** START OF Given records **

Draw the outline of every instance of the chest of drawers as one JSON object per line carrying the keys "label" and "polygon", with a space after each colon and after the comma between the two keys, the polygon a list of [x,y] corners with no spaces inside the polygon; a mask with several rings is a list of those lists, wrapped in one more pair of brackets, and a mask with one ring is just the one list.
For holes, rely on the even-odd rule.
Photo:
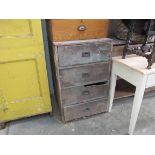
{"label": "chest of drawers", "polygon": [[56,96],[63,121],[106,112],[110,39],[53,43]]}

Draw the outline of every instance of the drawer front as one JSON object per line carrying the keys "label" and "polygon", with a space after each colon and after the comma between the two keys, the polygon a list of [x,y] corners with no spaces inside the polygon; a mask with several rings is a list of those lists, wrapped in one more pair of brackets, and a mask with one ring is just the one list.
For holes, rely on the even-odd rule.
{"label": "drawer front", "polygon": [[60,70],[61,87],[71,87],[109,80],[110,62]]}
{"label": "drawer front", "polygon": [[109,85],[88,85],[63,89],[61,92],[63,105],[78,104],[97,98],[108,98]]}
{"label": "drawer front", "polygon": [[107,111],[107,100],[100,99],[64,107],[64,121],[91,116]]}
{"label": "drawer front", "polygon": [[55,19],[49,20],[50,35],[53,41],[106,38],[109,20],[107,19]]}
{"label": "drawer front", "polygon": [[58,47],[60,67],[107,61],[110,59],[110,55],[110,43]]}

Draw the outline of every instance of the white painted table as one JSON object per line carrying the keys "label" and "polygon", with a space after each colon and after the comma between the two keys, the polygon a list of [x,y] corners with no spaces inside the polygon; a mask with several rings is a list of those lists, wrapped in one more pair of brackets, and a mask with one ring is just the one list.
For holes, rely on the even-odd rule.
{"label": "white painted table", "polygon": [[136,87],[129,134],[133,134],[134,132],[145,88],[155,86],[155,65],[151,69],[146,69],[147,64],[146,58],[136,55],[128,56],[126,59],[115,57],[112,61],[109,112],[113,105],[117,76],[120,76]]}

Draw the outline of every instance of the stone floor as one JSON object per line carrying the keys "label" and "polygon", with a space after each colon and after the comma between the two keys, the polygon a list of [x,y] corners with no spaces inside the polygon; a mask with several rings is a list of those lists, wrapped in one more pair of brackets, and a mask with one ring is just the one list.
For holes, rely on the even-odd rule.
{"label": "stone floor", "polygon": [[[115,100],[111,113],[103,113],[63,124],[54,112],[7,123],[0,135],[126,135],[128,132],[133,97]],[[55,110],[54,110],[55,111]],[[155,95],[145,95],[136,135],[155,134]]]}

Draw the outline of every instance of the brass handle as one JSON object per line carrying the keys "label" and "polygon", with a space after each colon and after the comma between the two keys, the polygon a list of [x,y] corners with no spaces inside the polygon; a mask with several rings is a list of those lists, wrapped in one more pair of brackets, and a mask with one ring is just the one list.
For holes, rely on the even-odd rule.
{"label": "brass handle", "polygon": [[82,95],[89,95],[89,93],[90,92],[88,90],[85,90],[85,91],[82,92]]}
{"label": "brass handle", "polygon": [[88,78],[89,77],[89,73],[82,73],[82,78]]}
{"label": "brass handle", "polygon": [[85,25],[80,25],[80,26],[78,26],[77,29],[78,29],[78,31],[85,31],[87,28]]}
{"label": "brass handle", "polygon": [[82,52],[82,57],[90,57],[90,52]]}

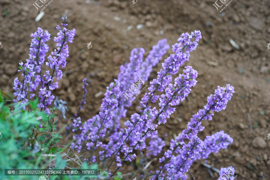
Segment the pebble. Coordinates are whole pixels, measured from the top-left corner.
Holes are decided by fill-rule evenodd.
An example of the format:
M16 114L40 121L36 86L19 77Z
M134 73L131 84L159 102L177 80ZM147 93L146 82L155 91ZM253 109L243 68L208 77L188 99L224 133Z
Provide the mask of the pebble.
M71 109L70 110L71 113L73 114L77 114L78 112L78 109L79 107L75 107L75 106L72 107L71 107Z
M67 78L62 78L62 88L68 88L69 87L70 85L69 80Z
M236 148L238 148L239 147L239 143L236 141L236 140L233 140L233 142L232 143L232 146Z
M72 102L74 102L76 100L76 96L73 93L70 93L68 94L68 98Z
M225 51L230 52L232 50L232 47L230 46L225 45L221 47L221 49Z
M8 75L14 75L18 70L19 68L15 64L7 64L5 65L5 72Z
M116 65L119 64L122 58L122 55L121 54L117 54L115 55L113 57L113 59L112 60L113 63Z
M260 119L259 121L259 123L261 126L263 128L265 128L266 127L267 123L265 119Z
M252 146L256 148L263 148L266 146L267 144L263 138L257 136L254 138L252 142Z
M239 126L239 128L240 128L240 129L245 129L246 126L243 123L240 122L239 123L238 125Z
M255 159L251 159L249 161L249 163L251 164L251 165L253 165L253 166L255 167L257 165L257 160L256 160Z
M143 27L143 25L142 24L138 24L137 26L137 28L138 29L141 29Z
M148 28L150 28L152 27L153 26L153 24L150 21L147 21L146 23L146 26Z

** END OF Given records **

## Directions for this task
Rewrite every line of the entries above as a numbered list, skipping blank lines and leaving out the pictures.

## Final answer
1. Draw the outline of every instance of the chest of drawers as one JSON object per line carrying the keys "label" and "polygon", with a space after each colon and after the comma between the two keys, the polygon a list of [x,y] corners with no spaces inside the polygon; a mask with several rings is a list of those lists, wrapped in one more pair of brackets, and a mask with one ring is just the one list.
2. For holes, rely on the even-odd rule.
3. Photo:
4. {"label": "chest of drawers", "polygon": [[56,96],[63,121],[106,112],[110,39],[53,43]]}
5. Draw the outline of every instance of the drawer front as one JSON object per line carrying the keys "label" and "polygon", with a space after each colon and after the comma between the two keys, the polygon a list of [x,y] corners with no spaces inside the polygon; a mask with several rings is a list of those lists, wrapped in one more pair of brackets, and a mask with one ring is just the one list.
6. For holes, rely on the even-odd rule.
7. {"label": "drawer front", "polygon": [[60,70],[61,87],[71,87],[109,80],[110,62]]}
8. {"label": "drawer front", "polygon": [[109,85],[88,85],[63,89],[61,92],[63,105],[78,104],[97,98],[108,98]]}
9. {"label": "drawer front", "polygon": [[107,111],[107,100],[100,99],[64,107],[64,121],[91,116]]}
10. {"label": "drawer front", "polygon": [[55,19],[49,20],[50,35],[53,41],[106,38],[109,20],[107,19]]}
11. {"label": "drawer front", "polygon": [[58,47],[60,67],[107,61],[110,59],[110,55],[110,43]]}
12. Draw the outline of every instance of the white painted table as one JSON object per line carrying the keys "label" and "polygon", with a space after each colon and after the comma between the two keys, the polygon a list of [x,y] corners with no spaces inside the polygon; a mask with several rings is a list of those lists, wrapped in one more pair of brackets, and a mask with one ring is just the one list.
13. For holes, rely on the even-odd rule.
14. {"label": "white painted table", "polygon": [[136,87],[129,134],[133,134],[134,132],[145,88],[155,86],[155,65],[151,69],[146,69],[147,64],[146,58],[136,55],[128,56],[126,59],[115,57],[112,61],[109,112],[113,105],[117,76],[120,76]]}
15. Draw the outline of every instance of the stone floor as one JSON object per line carrying the keys "label" and "polygon", with a space after each colon and after the comma between the two keys, the polygon a list of [x,y] corners with no spaces inside the polygon; a mask with several rings is a list of those lists, wrapped in one more pair of brackets, and a mask with one ring is just the one list.
16. For holes, rely on the even-odd rule.
17. {"label": "stone floor", "polygon": [[[115,100],[111,113],[103,113],[63,124],[54,112],[7,123],[0,135],[126,135],[128,132],[133,97]],[[55,110],[54,110],[55,111]],[[155,95],[145,95],[136,135],[155,134]]]}
18. Draw the outline of every instance of the brass handle as one JSON object per line carrying the keys "label" and "polygon", with a space after each colon and after the comma between the two keys, the polygon a list of [x,y] corners with no spaces inside the polygon; a mask with several rings is a list of those lists, wrapped in one more pair of brackets, and a mask with one ring is just the one list.
19. For holes, rely on the even-odd rule.
20. {"label": "brass handle", "polygon": [[82,95],[89,95],[89,93],[90,92],[88,90],[85,90],[85,91],[82,92]]}
21. {"label": "brass handle", "polygon": [[88,78],[89,77],[89,73],[82,73],[82,78]]}
22. {"label": "brass handle", "polygon": [[85,25],[80,25],[80,26],[78,26],[77,29],[78,29],[78,31],[85,31],[87,28]]}
23. {"label": "brass handle", "polygon": [[82,52],[82,57],[90,57],[90,52]]}
24. Segment the pebble. Coordinates are whole pixels, measured from the top-left corner.
25. Holes are decided by fill-rule evenodd.
26. An example of the format:
27. M16 114L40 121L36 86L19 77Z
28. M134 73L131 84L159 102L177 80ZM147 93L146 82L155 91ZM253 109L243 68L208 77L188 99L224 133Z
29. Provide the mask of the pebble.
30. M71 109L70 110L71 113L73 114L77 114L78 112L78 109L79 107L75 107L75 106L72 107L71 107Z
31. M67 78L62 78L62 88L68 88L69 87L70 85L69 80Z
32. M236 148L238 148L239 147L239 143L236 141L236 140L233 140L233 142L232 143L232 146Z
33. M72 102L74 102L76 100L76 96L73 93L70 93L68 94L68 98Z
34. M225 51L230 52L232 50L232 47L230 46L225 45L221 47L221 49Z
35. M8 75L14 75L18 70L19 68L15 64L7 64L5 65L5 72Z
36. M116 65L119 64L122 58L122 55L121 54L117 54L115 55L113 57L113 59L112 60L113 63Z
37. M260 119L259 121L259 123L261 126L263 128L265 128L266 127L267 123L265 119Z
38. M252 146L256 148L263 148L266 146L267 144L263 138L257 136L254 138L252 142Z
39. M239 126L239 128L240 128L240 129L245 129L246 126L243 123L240 122L239 123L238 125Z
40. M255 159L251 159L249 161L249 163L251 164L251 165L253 165L253 166L255 167L257 165L257 160L256 160Z
41. M143 27L143 25L142 24L138 24L137 26L137 28L138 29L141 29Z
42. M148 28L150 28L152 27L153 26L153 24L150 21L147 21L146 23L146 26Z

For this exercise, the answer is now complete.